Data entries
------------------------------------------------------------

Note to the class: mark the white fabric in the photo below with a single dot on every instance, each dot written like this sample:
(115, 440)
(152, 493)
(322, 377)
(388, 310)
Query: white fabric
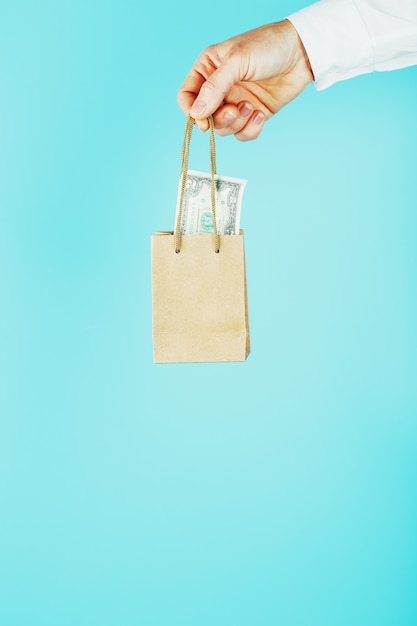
(345, 38)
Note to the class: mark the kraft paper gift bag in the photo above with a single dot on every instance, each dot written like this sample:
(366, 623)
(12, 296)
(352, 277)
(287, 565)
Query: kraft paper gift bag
(199, 295)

------------------------------------------------------------

Activity =
The word "this" appears on some lines of the data above; count those lines and return only the number.

Reply =
2